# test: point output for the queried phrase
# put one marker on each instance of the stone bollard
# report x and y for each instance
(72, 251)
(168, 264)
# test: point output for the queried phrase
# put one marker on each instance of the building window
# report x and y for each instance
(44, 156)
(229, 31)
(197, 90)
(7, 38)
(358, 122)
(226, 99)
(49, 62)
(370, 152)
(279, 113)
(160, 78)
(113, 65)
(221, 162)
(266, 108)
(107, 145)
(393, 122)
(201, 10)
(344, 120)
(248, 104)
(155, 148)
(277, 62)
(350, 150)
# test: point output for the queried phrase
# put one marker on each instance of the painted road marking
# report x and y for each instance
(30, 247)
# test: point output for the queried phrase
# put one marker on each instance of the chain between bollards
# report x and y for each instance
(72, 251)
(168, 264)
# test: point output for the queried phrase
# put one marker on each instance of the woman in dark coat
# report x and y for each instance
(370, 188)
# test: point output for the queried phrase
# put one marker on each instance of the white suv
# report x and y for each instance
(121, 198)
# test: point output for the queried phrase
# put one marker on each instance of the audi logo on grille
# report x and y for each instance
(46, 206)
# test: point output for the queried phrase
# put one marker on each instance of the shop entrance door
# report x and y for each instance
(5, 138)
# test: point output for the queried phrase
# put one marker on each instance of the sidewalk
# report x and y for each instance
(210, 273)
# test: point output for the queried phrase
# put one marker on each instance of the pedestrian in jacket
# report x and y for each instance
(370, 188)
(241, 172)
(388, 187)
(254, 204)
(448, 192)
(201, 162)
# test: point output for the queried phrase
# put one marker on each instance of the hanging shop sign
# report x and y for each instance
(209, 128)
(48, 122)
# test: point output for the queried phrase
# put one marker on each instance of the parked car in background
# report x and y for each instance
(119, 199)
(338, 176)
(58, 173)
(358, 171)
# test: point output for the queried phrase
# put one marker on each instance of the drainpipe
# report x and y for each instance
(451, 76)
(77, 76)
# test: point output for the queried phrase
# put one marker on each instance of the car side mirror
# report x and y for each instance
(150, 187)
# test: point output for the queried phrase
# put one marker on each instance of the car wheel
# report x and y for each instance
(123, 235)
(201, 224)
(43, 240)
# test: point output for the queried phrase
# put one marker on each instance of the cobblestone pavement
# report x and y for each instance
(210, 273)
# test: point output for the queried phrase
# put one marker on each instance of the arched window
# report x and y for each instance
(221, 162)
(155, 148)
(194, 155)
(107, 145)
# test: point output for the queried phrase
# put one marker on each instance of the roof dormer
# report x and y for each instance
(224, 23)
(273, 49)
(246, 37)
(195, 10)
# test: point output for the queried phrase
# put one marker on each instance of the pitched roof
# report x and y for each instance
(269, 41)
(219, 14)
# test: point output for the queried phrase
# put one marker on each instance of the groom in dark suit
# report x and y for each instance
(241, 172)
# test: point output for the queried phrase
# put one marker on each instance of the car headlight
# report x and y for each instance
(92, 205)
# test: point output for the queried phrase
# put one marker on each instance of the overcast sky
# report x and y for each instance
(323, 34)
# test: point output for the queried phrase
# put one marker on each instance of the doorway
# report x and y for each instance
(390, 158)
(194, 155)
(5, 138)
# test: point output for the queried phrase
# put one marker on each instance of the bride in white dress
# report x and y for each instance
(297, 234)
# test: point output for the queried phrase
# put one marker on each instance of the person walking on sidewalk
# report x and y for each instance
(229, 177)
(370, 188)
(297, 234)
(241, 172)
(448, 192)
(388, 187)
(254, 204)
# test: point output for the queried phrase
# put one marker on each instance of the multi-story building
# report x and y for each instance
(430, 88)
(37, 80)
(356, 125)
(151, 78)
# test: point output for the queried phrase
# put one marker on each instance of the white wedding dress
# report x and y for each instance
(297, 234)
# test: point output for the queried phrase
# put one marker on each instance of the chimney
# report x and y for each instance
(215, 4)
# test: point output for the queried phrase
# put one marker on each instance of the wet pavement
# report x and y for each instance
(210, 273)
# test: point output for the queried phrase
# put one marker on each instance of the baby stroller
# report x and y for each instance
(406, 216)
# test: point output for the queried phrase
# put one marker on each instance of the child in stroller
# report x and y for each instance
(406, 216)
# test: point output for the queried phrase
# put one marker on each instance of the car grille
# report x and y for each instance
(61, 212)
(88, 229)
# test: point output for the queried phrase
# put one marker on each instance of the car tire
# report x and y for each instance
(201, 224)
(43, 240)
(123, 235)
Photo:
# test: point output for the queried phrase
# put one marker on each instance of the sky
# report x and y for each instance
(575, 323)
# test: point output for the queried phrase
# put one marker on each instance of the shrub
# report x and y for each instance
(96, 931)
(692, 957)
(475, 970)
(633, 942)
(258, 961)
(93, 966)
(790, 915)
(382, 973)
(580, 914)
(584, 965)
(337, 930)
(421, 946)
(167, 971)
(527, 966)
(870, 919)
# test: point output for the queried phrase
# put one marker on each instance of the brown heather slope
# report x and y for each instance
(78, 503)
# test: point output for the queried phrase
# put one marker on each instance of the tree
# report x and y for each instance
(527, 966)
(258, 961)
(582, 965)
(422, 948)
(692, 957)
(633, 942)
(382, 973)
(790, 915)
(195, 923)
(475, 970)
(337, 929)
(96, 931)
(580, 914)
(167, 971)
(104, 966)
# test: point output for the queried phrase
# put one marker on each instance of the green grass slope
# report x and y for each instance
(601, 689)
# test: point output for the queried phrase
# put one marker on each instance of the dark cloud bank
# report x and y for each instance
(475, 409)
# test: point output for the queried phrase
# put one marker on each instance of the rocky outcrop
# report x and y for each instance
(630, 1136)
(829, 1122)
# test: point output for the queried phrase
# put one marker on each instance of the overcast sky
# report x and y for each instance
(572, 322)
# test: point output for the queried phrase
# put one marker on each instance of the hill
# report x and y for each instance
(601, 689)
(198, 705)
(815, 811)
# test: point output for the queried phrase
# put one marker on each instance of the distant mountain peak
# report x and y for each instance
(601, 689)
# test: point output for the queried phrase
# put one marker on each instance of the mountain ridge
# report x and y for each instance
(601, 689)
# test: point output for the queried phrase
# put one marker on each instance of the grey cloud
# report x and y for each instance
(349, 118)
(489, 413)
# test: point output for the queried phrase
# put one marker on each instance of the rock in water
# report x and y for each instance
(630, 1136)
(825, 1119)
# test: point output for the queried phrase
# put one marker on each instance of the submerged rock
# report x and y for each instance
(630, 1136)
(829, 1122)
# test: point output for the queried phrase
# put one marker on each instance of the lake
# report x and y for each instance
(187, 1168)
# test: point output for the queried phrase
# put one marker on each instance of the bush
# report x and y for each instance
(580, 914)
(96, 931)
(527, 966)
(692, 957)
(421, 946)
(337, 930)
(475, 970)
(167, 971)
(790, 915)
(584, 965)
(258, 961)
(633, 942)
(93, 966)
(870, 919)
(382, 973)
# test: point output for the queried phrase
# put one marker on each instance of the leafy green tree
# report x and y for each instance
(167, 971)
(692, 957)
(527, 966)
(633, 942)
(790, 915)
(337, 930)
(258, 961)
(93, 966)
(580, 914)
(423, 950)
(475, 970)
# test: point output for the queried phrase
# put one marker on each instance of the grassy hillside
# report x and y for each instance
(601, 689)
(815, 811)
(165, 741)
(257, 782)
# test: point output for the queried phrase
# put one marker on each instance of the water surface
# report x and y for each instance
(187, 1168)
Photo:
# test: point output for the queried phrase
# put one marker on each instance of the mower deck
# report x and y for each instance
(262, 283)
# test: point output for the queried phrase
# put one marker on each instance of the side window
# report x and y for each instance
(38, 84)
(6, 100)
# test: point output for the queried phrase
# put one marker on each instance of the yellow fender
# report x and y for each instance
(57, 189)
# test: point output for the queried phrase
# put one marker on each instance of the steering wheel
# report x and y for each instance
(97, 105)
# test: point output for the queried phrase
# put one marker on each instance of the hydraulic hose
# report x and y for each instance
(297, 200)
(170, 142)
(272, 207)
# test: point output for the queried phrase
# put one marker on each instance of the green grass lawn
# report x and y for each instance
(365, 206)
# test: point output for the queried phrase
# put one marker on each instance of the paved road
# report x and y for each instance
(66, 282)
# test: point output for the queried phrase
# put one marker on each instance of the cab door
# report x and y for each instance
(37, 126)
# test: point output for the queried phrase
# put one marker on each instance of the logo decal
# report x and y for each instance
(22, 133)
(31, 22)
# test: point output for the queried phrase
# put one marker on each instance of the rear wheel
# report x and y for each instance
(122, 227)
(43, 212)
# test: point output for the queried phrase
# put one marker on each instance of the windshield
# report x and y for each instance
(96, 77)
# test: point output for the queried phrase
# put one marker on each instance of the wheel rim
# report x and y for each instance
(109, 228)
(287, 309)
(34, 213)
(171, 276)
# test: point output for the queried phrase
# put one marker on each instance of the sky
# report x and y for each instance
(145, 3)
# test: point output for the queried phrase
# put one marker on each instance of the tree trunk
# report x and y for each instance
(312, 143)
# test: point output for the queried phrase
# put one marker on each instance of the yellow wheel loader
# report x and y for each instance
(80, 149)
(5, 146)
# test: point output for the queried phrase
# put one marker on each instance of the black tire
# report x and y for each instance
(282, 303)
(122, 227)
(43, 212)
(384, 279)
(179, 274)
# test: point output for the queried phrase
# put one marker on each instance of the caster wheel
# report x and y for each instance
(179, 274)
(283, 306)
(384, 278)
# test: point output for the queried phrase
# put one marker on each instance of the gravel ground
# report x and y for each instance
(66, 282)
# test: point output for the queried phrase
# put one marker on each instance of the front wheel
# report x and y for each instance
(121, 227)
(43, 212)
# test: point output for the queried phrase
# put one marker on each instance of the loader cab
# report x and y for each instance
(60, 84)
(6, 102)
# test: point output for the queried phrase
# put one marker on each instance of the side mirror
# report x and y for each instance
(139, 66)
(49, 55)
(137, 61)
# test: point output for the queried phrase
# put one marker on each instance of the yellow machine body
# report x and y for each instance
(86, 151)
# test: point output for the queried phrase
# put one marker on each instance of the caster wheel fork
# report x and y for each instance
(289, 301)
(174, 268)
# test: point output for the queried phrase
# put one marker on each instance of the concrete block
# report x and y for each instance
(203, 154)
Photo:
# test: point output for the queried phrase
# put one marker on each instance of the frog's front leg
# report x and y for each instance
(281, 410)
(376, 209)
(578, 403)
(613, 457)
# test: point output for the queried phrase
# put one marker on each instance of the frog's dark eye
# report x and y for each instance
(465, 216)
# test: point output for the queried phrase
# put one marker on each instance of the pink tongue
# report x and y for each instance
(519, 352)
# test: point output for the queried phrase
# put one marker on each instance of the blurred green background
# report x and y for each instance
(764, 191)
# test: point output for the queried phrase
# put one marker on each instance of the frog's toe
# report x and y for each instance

____

▶ **BRIEF**
Everything from the line containing "# put one marker on each instance of the frog's front" to the last line of the data above must be set down exactly, both ends included, with no other lines.

▶ **ANSWER TO THIS TASK**
# put one marker on each instance of the frog's front leg
# report x and y for each instance
(281, 410)
(376, 209)
(578, 403)
(613, 457)
# test: point output for the queried phrase
# put one marker on each instance of the frog's dark eye
# report x and y for each instance
(465, 216)
# test: point output for the queried phrase
# put one marker on each instance of the pink tongue
# report x and y for each instance
(519, 352)
# test: point output for the queried phrase
# put one marker on each instance of the blurred green background
# report x and y for each instance
(764, 191)
# test: point output for the queried phrase
# put one marker on each instance of the frog's toe
# report x and y for each instance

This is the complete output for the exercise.